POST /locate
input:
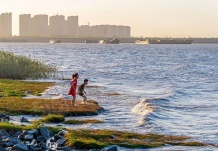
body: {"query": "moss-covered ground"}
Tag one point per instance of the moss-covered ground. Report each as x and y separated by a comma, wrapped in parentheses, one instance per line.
(13, 101)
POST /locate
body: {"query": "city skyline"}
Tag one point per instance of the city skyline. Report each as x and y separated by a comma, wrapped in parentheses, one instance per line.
(148, 18)
(66, 27)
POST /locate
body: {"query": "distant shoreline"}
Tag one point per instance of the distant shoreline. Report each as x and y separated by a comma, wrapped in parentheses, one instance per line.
(82, 40)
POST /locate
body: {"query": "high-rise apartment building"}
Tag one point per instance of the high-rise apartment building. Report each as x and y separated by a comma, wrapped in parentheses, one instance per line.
(40, 25)
(105, 31)
(5, 25)
(57, 26)
(25, 24)
(36, 26)
(72, 26)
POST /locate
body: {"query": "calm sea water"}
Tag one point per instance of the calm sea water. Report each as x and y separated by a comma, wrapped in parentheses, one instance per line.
(168, 89)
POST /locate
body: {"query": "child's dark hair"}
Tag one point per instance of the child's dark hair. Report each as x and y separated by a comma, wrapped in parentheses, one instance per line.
(75, 75)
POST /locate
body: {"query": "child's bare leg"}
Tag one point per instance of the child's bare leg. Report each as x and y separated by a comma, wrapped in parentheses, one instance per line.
(73, 101)
(84, 100)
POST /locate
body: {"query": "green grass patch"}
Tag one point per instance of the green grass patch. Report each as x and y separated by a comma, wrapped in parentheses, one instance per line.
(74, 121)
(87, 139)
(20, 67)
(15, 104)
(16, 88)
(50, 118)
(98, 139)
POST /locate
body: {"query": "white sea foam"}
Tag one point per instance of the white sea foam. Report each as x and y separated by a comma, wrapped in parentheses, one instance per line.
(143, 108)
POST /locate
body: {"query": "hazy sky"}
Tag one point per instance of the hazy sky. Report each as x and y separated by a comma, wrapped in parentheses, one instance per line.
(161, 18)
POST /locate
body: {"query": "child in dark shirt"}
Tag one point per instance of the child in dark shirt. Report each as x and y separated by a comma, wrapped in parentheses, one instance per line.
(81, 91)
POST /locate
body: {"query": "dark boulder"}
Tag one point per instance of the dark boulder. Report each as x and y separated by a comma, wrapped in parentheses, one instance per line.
(62, 132)
(57, 137)
(61, 142)
(111, 148)
(20, 147)
(4, 117)
(44, 132)
(31, 148)
(24, 119)
(2, 149)
(41, 139)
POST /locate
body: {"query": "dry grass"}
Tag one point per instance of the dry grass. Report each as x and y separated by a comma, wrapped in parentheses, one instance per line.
(11, 101)
(15, 105)
(20, 67)
(88, 121)
(88, 139)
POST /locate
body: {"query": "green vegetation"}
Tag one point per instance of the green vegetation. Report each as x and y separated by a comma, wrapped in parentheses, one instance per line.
(73, 121)
(20, 67)
(9, 126)
(16, 88)
(50, 118)
(57, 118)
(11, 101)
(98, 139)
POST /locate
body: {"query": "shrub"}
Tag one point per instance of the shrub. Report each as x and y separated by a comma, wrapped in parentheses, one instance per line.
(20, 67)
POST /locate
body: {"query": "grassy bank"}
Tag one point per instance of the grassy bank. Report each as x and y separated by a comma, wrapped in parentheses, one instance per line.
(57, 118)
(12, 101)
(20, 67)
(98, 139)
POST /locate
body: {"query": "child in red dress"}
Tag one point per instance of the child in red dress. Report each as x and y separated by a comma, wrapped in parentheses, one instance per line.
(73, 85)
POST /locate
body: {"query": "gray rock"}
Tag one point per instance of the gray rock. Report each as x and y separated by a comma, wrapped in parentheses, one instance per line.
(57, 137)
(4, 133)
(28, 137)
(17, 134)
(2, 149)
(33, 142)
(111, 148)
(44, 132)
(34, 132)
(51, 134)
(31, 148)
(62, 132)
(43, 146)
(4, 117)
(41, 139)
(61, 142)
(21, 137)
(13, 141)
(37, 147)
(20, 147)
(24, 119)
(67, 149)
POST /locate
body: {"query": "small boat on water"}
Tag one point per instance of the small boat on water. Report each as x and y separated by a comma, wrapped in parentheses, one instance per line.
(107, 41)
(163, 41)
(55, 41)
(91, 41)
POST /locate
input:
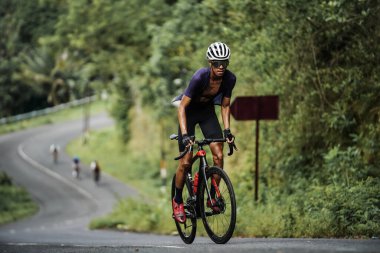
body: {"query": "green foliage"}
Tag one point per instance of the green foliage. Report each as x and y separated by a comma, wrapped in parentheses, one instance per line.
(135, 215)
(15, 203)
(321, 57)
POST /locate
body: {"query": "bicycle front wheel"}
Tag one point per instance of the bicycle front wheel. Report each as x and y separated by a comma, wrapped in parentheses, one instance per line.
(219, 213)
(188, 229)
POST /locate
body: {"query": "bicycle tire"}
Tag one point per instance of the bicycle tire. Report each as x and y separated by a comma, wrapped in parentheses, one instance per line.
(218, 225)
(188, 229)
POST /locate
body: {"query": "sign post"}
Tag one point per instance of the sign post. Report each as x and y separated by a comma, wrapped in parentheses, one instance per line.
(256, 108)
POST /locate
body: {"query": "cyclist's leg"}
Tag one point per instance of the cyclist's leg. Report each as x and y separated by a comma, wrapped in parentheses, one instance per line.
(185, 163)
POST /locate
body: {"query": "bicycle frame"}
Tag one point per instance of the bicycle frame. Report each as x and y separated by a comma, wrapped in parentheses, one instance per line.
(203, 165)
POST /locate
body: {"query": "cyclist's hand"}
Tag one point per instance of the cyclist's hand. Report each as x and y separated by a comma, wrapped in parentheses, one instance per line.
(186, 140)
(228, 135)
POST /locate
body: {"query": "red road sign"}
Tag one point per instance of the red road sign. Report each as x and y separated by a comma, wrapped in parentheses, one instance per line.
(255, 108)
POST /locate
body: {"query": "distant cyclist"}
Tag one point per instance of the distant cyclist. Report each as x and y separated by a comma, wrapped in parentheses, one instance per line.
(95, 171)
(76, 167)
(208, 86)
(54, 150)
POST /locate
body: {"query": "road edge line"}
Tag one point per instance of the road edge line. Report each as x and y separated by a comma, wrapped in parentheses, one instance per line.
(53, 174)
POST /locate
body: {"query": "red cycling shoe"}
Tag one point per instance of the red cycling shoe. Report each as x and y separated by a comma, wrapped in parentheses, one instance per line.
(178, 212)
(214, 207)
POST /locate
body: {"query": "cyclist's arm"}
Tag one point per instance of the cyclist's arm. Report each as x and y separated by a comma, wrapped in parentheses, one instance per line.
(225, 109)
(182, 114)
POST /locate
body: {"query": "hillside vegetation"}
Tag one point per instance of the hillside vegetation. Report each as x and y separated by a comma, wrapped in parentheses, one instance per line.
(319, 162)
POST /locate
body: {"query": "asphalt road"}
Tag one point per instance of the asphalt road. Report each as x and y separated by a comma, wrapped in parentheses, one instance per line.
(67, 205)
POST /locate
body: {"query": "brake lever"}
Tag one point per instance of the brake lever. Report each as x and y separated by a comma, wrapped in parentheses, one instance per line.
(232, 146)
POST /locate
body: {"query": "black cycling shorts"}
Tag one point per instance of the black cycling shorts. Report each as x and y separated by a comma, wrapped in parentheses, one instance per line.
(207, 120)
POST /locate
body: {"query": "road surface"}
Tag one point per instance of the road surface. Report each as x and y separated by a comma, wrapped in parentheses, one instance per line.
(67, 205)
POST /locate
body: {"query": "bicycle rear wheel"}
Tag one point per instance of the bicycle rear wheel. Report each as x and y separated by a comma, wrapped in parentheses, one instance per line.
(220, 222)
(188, 229)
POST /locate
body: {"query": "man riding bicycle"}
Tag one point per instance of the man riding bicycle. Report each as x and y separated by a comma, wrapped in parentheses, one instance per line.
(208, 86)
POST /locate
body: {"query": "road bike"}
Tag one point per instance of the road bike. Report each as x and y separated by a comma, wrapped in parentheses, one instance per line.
(218, 212)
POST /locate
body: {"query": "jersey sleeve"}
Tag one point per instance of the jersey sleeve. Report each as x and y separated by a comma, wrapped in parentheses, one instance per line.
(230, 84)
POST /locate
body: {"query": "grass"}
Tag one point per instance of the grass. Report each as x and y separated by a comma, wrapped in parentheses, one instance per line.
(15, 202)
(316, 212)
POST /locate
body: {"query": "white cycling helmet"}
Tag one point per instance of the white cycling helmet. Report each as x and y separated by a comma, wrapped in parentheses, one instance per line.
(218, 51)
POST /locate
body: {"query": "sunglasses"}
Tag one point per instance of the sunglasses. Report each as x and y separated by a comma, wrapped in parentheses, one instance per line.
(217, 64)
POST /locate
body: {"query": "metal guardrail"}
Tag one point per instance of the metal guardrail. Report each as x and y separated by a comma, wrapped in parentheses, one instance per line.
(33, 114)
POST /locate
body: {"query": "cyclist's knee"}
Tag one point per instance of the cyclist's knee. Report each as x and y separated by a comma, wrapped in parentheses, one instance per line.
(184, 166)
(218, 158)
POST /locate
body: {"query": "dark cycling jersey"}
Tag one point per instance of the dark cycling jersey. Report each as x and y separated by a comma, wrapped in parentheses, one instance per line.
(199, 83)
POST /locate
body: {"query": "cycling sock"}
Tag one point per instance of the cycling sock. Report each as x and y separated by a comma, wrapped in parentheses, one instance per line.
(212, 192)
(178, 196)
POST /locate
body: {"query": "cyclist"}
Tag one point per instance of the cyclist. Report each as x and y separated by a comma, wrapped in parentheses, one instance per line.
(96, 170)
(54, 150)
(208, 86)
(75, 166)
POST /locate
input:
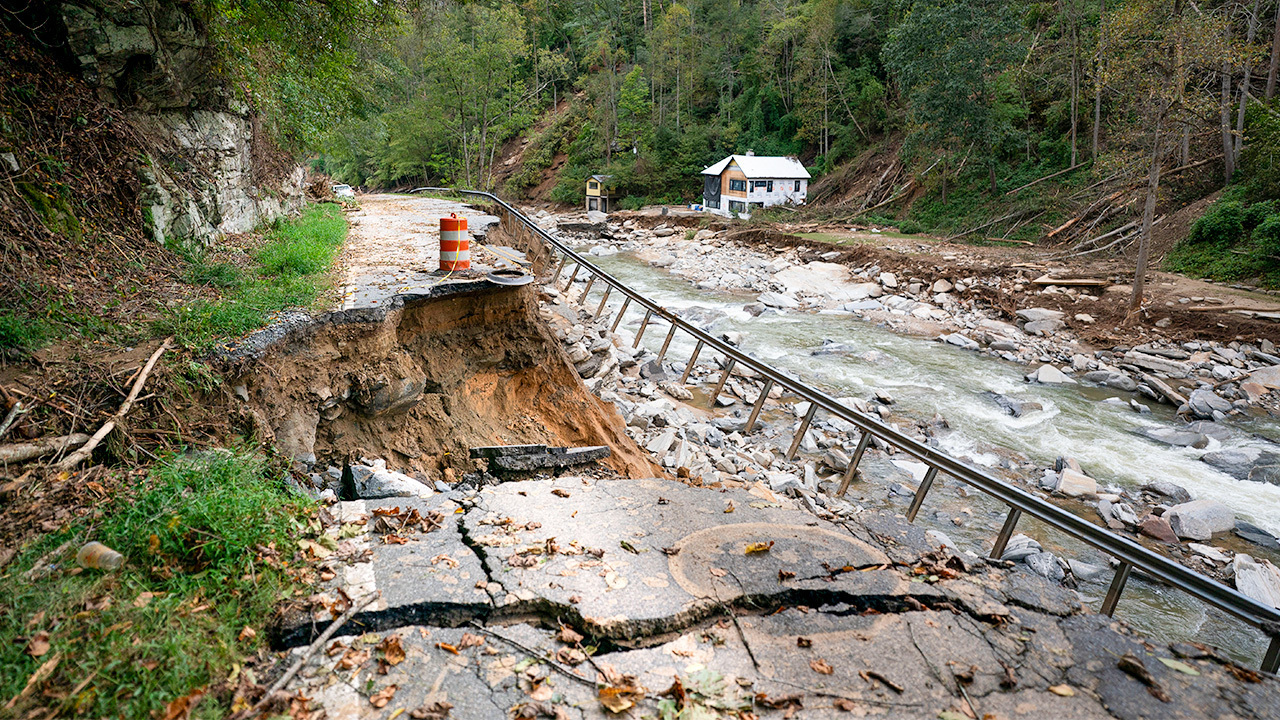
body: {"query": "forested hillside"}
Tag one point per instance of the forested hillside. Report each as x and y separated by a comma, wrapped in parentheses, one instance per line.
(928, 112)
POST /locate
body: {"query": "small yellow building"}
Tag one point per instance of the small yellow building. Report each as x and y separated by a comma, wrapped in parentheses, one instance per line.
(599, 192)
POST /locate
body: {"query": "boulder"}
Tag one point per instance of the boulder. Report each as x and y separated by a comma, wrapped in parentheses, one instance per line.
(1073, 483)
(1034, 314)
(1048, 374)
(1174, 492)
(1200, 519)
(1258, 579)
(1203, 402)
(1247, 464)
(1159, 528)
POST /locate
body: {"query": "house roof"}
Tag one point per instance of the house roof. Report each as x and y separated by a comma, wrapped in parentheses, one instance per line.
(762, 167)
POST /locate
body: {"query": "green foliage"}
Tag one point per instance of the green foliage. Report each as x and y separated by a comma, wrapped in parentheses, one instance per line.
(169, 620)
(289, 276)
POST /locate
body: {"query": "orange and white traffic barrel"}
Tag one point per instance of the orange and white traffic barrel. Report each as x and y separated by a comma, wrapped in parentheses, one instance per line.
(455, 244)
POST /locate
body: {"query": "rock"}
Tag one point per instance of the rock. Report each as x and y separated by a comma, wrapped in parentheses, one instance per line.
(1208, 551)
(1036, 314)
(1256, 534)
(1247, 464)
(960, 341)
(1257, 579)
(1014, 406)
(1073, 483)
(1046, 565)
(1048, 374)
(777, 300)
(1089, 573)
(1171, 368)
(1174, 492)
(938, 538)
(1203, 402)
(1200, 519)
(1043, 327)
(1157, 528)
(1174, 437)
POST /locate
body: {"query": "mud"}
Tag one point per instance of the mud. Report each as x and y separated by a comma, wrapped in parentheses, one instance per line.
(421, 381)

§ PROMPT: How many lines in the material above contain the word "hazy"? Give only the number.

§ THE COMPLETED TASK: 2